Personal information
- Full name: Godfrey Itama Oboabona
- Date of birth: 16 August 1990 (age 35)
- Place of birth: Ondo, Nigeria
- Height: 1.86 m (6 ft 1 in)
- Position: Centre-back

Youth career
- 2006–2010: Rising Stars

Senior career*
- Years: Team / Apps / (Gls)
- 2010–2013: Sunshine Stars
- 2013–2017: Çaykur Rizespor / 96 / (5)
- 2017–2018: Al-Ahli / 9 / (0)
- 2018–2019: Gorica / 14 / (0)
- 2020: FC Dinamo Batumi / 11 / (2)

International career
- 2012–2016: Nigeria / 39 / (1)

Medal record
Men's football
Representing Nigeria
Africa Cup of Nations
| Winner | 2013 South Africa |  |

= Godfrey Oboabona =

Nigerian footballer (born 1990)

Godfrey Itama Oboabona (born 16 August 1990) is a Nigerian former professional footballer who played as a centre-back.

==Club career==
Oboabona was born in Ondo City, and began his professional career with local club Sunshine Stars In August 2013, the BBC claimed there was speculation linking him with a move to English side Arsenal, a claim denied by both Oboabona and Sunshine Stars chairman Mike Odoko.

Later that month, he signed a four-year contract with Turkish club Çaykur Rizespor. He described the transfer as a "dream move." In September 2018, Oboabona joined HNK Gorica in the Croatian First Football League.

_Activities_
a - Echo the Godfrey Oboabona profile from "Senior career*" to "Nigeria / 39 / (1)".
b - In the Godfrey Oboabona profile, how long was the contract he signed with Çaykur Rizespor?

_Supplied data_
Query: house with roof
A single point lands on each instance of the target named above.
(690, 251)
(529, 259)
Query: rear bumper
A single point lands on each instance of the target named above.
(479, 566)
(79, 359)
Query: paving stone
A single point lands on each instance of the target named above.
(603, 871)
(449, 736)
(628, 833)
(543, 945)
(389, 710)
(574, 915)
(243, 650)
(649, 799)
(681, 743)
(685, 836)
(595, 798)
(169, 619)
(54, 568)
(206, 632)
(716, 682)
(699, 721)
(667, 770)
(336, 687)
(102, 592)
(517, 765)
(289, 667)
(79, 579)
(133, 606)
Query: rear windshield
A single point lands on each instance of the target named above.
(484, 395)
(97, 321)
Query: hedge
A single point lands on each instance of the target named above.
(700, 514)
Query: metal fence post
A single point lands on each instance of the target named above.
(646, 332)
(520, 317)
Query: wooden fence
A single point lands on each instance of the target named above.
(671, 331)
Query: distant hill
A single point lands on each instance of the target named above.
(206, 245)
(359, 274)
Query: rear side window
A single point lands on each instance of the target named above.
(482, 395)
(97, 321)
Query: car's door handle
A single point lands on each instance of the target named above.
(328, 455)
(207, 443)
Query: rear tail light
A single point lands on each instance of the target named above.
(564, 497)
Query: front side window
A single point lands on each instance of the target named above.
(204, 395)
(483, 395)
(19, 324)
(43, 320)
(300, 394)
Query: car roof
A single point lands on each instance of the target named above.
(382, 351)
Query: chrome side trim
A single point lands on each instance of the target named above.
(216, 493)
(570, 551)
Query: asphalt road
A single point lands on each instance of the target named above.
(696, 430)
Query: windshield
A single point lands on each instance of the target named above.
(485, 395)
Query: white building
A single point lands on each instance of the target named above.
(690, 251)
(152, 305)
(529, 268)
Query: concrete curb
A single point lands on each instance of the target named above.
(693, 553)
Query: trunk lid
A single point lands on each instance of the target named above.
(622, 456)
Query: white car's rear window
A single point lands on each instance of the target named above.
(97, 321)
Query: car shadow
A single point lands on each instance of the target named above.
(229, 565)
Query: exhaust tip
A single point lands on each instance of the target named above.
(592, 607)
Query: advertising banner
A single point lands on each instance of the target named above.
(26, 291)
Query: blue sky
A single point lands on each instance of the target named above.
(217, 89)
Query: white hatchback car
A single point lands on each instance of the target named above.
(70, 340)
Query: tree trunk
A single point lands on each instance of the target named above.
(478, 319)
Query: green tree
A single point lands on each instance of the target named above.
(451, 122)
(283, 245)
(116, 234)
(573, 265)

---

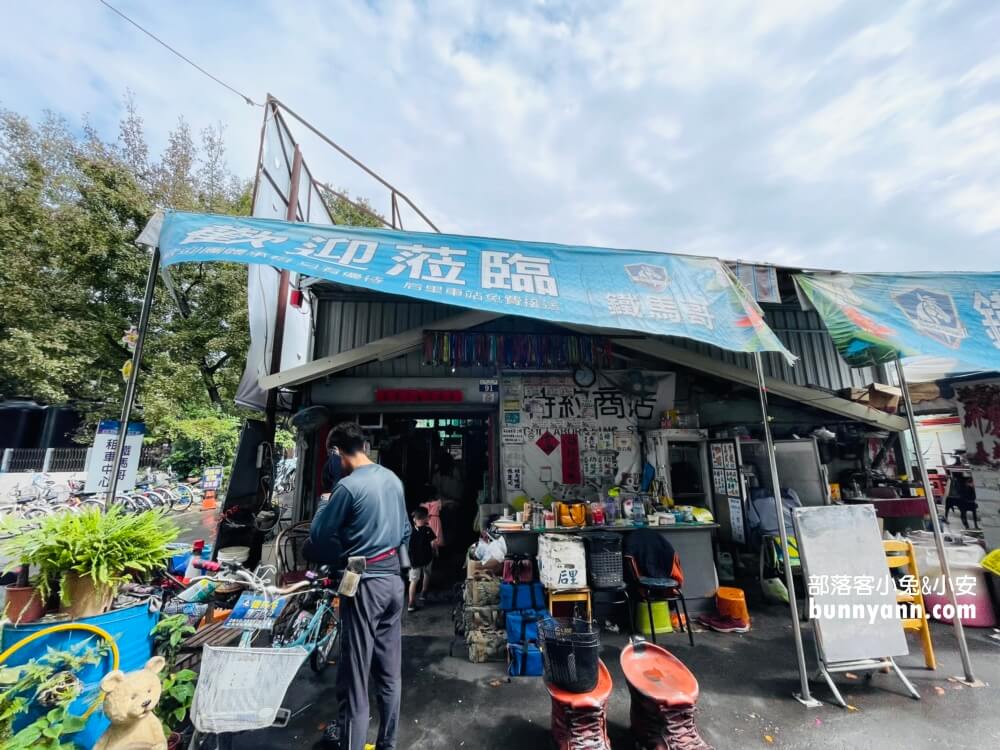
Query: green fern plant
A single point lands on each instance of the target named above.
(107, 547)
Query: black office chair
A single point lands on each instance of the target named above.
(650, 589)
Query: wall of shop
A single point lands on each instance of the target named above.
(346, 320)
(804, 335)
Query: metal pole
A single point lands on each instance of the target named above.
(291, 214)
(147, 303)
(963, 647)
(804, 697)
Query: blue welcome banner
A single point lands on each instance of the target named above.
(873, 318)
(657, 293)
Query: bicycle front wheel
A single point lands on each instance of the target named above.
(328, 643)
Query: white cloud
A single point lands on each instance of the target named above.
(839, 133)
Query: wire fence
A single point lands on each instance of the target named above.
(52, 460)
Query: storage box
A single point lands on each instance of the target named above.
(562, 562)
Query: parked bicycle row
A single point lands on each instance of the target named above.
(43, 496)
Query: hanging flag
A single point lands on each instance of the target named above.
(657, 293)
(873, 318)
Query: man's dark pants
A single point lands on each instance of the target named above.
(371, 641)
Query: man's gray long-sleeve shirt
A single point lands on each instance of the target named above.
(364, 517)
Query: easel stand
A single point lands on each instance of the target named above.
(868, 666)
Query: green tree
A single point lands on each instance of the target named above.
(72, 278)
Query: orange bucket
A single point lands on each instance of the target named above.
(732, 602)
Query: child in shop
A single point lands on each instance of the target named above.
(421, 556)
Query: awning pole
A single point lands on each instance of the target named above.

_Results of the exercise_
a -
Senior career*
- Years: Team / Apps / (Gls)
- 2010–2013: Sunshine Stars
- 2013–2017: Çaykur Rizespor / 96 / (5)
- 2017–2018: Al-Ahli / 9 / (0)
- 2018–2019: Gorica / 14 / (0)
- 2020: FC Dinamo Batumi / 11 / (2)

International career
- 2012–2016: Nigeria / 39 / (1)

b - Four years.